*Dataset items*
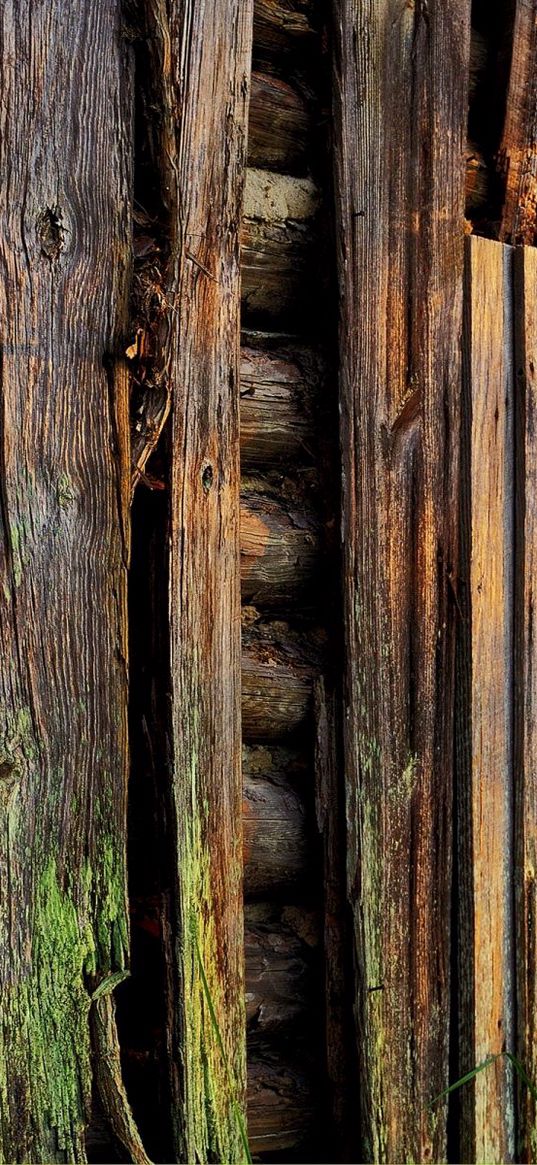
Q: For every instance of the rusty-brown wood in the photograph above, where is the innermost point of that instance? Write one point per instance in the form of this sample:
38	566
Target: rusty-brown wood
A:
277	677
205	61
277	235
400	121
485	722
278	394
517	159
64	549
281	1102
281	26
278	979
525	693
278	126
278	545
276	842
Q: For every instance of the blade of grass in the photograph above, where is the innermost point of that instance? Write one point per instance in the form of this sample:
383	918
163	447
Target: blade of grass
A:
216	1025
466	1079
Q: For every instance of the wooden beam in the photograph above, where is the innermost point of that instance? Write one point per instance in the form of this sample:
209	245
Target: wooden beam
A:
517	159
205	61
64	548
400	124
485	722
525	693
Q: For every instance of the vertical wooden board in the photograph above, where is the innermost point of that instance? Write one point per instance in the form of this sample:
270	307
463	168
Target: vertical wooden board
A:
485	777
525	691
400	118
65	147
210	55
517	159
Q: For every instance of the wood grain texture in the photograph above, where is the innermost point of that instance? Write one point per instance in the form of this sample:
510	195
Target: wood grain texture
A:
278	978
209	62
525	692
277	259
485	729
280	548
278	126
517	157
280	26
281	1102
400	121
276	842
276	410
64	280
277	678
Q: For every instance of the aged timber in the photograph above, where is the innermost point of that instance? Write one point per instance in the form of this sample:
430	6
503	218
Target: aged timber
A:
204	53
485	715
64	549
525	710
400	83
517	160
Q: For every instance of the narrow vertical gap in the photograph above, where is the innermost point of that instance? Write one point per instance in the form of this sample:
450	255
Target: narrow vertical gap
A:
518	675
492	49
461	1131
141	1001
510	712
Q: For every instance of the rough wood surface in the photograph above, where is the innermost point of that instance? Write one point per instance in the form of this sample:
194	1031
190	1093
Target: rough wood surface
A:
282	25
277	260
330	809
277	676
64	282
276	410
278	546
485	728
400	124
517	159
278	126
207	53
278	979
525	693
281	1103
275	838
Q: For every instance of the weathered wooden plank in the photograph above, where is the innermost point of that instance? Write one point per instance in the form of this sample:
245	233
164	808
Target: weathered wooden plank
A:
277	408
205	56
485	725
525	693
64	209
281	25
517	159
330	809
400	124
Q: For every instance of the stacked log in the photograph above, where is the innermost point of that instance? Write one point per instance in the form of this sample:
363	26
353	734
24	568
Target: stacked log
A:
281	553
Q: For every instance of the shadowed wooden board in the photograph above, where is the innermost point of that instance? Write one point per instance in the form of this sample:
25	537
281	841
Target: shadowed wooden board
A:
485	725
400	121
205	59
525	692
64	281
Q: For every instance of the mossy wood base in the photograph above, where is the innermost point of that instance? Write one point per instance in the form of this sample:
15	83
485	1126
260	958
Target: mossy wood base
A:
204	57
65	149
400	85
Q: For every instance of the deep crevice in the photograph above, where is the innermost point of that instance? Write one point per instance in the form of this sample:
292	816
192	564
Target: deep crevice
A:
492	49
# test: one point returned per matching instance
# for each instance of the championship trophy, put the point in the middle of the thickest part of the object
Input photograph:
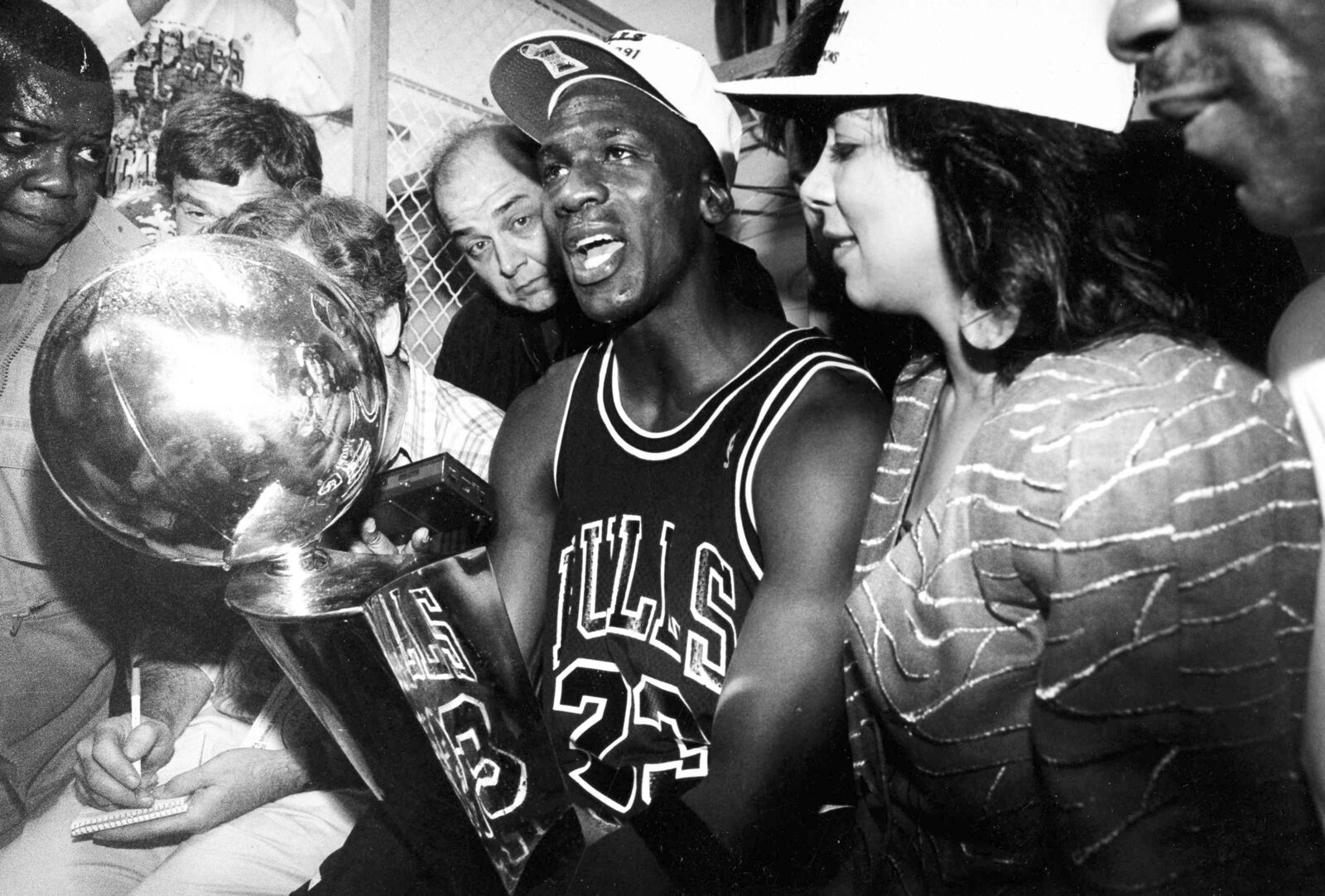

*Task brief*
Swap every "innermost point" in the records for "central point" and give the records back otherwise unchanged. Leave out the pictures.

*Task solution*
Q: For every instance of the rusty-brown wood in the photograph above, where is the central point of that instance? Write one point per instance in the form of this sample:
38	566
Target: rusty-brown wood
A:
277	677
205	61
277	235
400	121
485	722
278	394
517	159
64	549
281	1102
281	26
278	979
525	693
278	126
278	545
276	842
Q: For every instance of the blade of grass in the photograph above, where is the central point of that instance? Write one point per instance in the form of this sample:
383	918
163	447
Target: blade of grass
A:
216	1025
466	1079
Q: For every instance of the wooden beam in the photograph above, where is the central point of that instance? Write one point per instance in the form of this sample:
209	245
Target: wooden beam
A:
517	159
205	61
64	548
400	124
485	722
525	693
Q: For every instance of the vertical wooden board in the photograph above, where is the central point of that instance? Write one point per instance in the form of this sample:
270	307
463	168
Target: vertical wooden board
A:
485	777
525	691
400	118
65	147
210	55
517	159
Q: For every instance of the wood grain texture in the photograph above, where is the central point of that instance? Write one point per instance in the form of this sample:
510	195
Target: wood grain texture
A:
278	978
209	62
525	692
277	259
485	729
280	548
278	126
517	157
280	26
281	1102
400	121
276	842
276	410
64	280
277	678
Q: For every instance of the aged timber in the photograph above, where is the central point of that instance? Write one point per instance in the form of this sample:
430	6
503	218
Target: aged timber
A:
204	53
485	715
64	549
525	710
400	83
517	160
Q: For every instance of the narrow vertical gap in the photograph above, where is the central point of that instance? Write one point per instance in the form of this sample:
450	255
Target: narrow vertical gap
A:
518	675
492	49
461	1131
141	1001
510	712
Q: For every instance of the rough wood surface in the photograph above, where is the central point of that instance? Write one point per instance in the form of this sample:
194	1031
190	1093
Target: rough wood surface
A:
282	25
277	260
330	809
277	676
64	282
276	410
278	546
485	728
400	124
517	159
278	126
207	53
278	979
525	693
281	1103
275	838
Q: For every instance of the weathered wooden plank in the photograph above, where is the central point of that instance? Write one point per instance in the form of this sample:
245	233
164	808
Target: weathered wooden plank
A:
277	408
205	56
485	725
525	693
64	209
281	25
517	159
330	809
400	124
Q: For every instance of the stacked log in the photograph above, where is the central point of that instance? Write one point per instance in the form of this sample:
363	26
353	734
24	568
Target: stacked log
A:
281	553
Q: For every instance of the shadowed wooden board in the photograph above, where is the central point of that instance? Write one point per instance in the form of this sample:
25	537
281	841
Target: shadowed wooden board
A:
485	725
400	121
205	59
525	692
64	281
Q: For every instance of the mossy wood base in the photograph above, where is the central point of that instance? Write one point per instance in the form of this sample:
15	83
485	1126
260	958
Target: mossy wood base
A:
204	57
65	149
400	85
Q: For every instance of the deep crevice in the photograph above, where is the central point of that instance? Write one point per instance in the form of this sample:
292	816
192	564
Target: deep crevice
A:
492	49
# test: one point returned per matching instance
# for each instance of the championship trophy, put the point in the middle of the thickest part of the object
Input photograph:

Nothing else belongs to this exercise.